=== PROBLEMS ===
1) Could you turn the records, from their first line through the line containing "(596, 122), (622, 145)", into a JSON list of strings with one string per line and blank lines left out?
2) Can you go on with the forum thread about the Ender 3 Z axis not moving, starting right after its final sentence?
:: TEXT BLOCK ::
# 3D Printing > 3D Printer Parts, Filament & Materials >  Ender 3 Z axis not moving

## Akhilk

Hello Peeps, A newbie here, assembled Ender 3 over the weekend and when I press the Auto home, the Z axis doesn´t move. But when I plug the Y axis cable into Z axis, the motor works. So is it a problem with the Motherboard?I am totally clueless what to do next, can anyone help with this issue?Stay safe and Happy printing

----------


## fred_dot_u

You have the right idea by swapping out the one axis. Don't stop there. Plug the Z axis cable into the Y motor. This will tell you if the stepper driver on the z axis is wonky. I'm not familiar with the board for the Ender 3, but if the steppers are individually removable, you can do some swapping there too. Important, perform all swaps with power disconnected. If the steppers are removable, double and triple check that the pins are properly inserted. I've mis-aligned one stepper and let all the smoke out of the main board.

----------


## Akhilk

I tried to plug the Z axis into Y but the Z axis cable is not long enough to connect to X or Y,probably Creality saved few Euros by reducing the length of the cables  :Frown: . Also I believe I can only remove Z stepper as X and Y are already factory assembled.Any other ideas will be appreciated  :Smile:

----------


## fred_dot_u

If no Ender owners chime in, I'll need more information. Would you post an image of the control board?

----------


## Akhilk

20200713_203702.jpg
Here's the control board

----------


## fred_dot_u

That's a pretty tough angle for the photo, but I can see that the stepper drivers are on the main board and not easily swapped. I found an entry on Amazon with this board. The location you moved cables previously was on the board or on the motors?

----------


## Akhilk

Sorry for that shitty pic and I tried swapping both ways, on the steppers and control board. I replugged the Y into Z and looks like the motor is struggling very hard to move. I even checked the Voltage with a borrowed multimeter and even that seems fine.
:::
:: DATA PROVIDED ::
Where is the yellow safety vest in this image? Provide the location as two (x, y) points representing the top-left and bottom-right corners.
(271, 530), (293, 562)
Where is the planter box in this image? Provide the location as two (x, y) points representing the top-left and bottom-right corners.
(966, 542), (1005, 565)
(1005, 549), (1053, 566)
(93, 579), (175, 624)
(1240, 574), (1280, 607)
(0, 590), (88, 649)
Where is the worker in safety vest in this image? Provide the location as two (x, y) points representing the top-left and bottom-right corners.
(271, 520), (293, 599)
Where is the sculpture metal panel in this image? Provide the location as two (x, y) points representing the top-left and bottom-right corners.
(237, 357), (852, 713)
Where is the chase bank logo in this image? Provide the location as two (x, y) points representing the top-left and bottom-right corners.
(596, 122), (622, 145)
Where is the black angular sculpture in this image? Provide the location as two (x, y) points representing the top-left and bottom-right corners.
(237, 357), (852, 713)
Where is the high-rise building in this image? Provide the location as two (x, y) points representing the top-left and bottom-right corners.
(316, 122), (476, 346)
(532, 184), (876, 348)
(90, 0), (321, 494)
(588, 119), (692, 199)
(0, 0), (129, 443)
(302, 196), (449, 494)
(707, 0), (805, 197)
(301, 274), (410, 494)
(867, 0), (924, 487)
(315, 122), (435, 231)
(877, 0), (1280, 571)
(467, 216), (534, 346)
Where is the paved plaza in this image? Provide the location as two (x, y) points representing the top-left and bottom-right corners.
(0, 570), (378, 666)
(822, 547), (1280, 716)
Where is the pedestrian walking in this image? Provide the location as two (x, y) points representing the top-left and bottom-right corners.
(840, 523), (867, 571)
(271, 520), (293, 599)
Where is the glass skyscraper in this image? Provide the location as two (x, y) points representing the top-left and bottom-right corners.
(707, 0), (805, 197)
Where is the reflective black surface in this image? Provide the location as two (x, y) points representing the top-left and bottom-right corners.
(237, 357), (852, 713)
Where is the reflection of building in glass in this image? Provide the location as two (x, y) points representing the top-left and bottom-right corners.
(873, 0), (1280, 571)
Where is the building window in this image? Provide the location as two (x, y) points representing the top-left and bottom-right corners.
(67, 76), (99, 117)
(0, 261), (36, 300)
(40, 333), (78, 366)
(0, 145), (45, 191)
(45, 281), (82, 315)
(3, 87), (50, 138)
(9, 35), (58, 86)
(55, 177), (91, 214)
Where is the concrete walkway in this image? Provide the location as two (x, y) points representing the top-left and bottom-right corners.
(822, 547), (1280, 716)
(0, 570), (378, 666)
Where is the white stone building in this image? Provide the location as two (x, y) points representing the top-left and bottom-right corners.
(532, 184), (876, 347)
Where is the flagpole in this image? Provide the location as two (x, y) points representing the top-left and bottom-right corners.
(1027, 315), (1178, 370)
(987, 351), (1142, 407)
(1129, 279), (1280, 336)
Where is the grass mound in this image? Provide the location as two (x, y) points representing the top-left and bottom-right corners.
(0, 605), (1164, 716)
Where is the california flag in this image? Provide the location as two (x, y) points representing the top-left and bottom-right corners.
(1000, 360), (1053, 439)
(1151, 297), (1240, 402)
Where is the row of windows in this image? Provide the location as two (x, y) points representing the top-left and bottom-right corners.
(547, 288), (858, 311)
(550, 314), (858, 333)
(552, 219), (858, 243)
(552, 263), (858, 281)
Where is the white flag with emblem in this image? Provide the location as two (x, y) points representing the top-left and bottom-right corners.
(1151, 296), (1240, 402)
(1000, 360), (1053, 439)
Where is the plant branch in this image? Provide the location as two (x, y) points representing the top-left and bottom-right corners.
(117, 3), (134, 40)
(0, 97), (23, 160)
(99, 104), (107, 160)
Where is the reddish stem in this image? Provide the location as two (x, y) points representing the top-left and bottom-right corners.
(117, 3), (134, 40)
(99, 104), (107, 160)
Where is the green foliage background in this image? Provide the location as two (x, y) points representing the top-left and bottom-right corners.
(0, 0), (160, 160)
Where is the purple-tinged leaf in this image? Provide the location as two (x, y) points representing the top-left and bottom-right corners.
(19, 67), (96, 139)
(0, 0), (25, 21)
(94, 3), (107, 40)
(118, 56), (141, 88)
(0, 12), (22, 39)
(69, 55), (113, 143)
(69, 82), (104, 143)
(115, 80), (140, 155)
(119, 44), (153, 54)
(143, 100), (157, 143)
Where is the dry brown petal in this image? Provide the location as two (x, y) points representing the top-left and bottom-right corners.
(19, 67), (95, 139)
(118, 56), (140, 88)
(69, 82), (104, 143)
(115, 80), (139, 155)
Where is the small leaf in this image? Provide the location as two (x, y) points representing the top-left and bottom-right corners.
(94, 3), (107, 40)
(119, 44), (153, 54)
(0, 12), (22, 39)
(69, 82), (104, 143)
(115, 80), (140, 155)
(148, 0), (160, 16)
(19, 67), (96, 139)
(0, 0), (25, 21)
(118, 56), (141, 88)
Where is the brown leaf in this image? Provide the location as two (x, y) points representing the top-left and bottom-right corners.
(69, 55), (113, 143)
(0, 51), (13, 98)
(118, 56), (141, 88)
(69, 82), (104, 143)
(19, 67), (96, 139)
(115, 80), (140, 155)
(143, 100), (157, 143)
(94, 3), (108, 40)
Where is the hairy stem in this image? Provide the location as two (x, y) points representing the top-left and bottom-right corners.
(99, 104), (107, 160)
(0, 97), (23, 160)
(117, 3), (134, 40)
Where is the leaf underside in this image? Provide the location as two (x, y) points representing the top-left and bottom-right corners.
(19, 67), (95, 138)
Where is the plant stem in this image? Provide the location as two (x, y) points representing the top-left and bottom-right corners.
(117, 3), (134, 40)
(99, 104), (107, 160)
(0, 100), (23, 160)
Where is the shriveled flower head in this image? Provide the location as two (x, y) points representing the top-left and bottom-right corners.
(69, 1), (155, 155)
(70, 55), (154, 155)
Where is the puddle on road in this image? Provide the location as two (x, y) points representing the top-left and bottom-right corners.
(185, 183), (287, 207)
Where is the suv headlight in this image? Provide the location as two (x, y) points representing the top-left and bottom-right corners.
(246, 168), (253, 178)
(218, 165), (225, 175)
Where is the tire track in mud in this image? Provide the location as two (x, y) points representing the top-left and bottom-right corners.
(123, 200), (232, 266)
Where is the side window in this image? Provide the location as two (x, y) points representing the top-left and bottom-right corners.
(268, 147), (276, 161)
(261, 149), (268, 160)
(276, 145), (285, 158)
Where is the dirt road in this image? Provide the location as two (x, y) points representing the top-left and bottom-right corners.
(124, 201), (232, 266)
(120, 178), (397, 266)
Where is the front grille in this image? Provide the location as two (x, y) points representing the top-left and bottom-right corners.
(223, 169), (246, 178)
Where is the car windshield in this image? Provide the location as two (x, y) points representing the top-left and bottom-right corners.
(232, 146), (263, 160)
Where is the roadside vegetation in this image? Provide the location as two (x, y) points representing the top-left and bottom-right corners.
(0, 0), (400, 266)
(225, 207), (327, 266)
:::
=== RESULTS ===
1)
[
  "Where is the yellow safety vest in this image? Provide the location as two (x, y) points representing the top-left and bottom-right corners.",
  "(271, 530), (293, 562)",
  "Where is the planter box in this image? Provide the location as two (x, y) points representing the top-left and bottom-right corners.",
  "(966, 542), (1005, 565)",
  "(1005, 549), (1053, 566)",
  "(93, 579), (175, 624)",
  "(1240, 574), (1280, 607)",
  "(0, 590), (88, 649)",
  "Where is the worker in safety vest in this image? Provide the location as two (x, y) points representing the top-left and bottom-right corners.",
  "(271, 520), (293, 599)",
  "Where is the sculpture metal panel in this image? Provide the location as two (x, y) points representing the top-left and bottom-right corners.",
  "(237, 357), (852, 713)",
  "Where is the chase bank logo in this image? Provide the location as two (x, y) points representing the top-left and bottom-right corners.",
  "(596, 122), (622, 145)"
]

2)
----------


## fred_dot_u

Let's see if we can remove some ambiguities. Always refer to the axis with each reference, not "the motor" or "the cable" to prevent confusion.

Default configuration appears that the z-motor will not move.

Your first test was to "plug the y-axis cable into the z-axis," which is an impossibility. What end of what cable did you move from what location to what location?

----------


## Akhilk

Okay,so Z axis is not working. I tried swapping Y axis cable with Z axis on the stepper motor, the motor moves down but doesn't go up!Next I swapped, the X axis(not Y axis because it was little hard to unplug and X was easy to unplug) with Z axis on control board and in this scenario too the X axis moves and Z doesn't! Voltages seems to be okay aroung 0.56, so I can assume that I have a faulty control board?

----------


## fred_dot_u

Your board may certainly be at fault, but the stepper drivers that are hard-soldered to the board are the more likely trouble. Unfortunately, one doesn't pull them out and plug a new set in place. You may want to consider contacting the dealer from whom you purchased the printer to see if you can get a replacement board under warranty.

----------


## Akhilk

Thanks man, will contact them brought it through Aliexpress  :Frown:  not so sure about their after sales service.
Fingers crossed :P

----------


## Not Sure

Or just get the skr mini board.  More memory and silent stepper drivers.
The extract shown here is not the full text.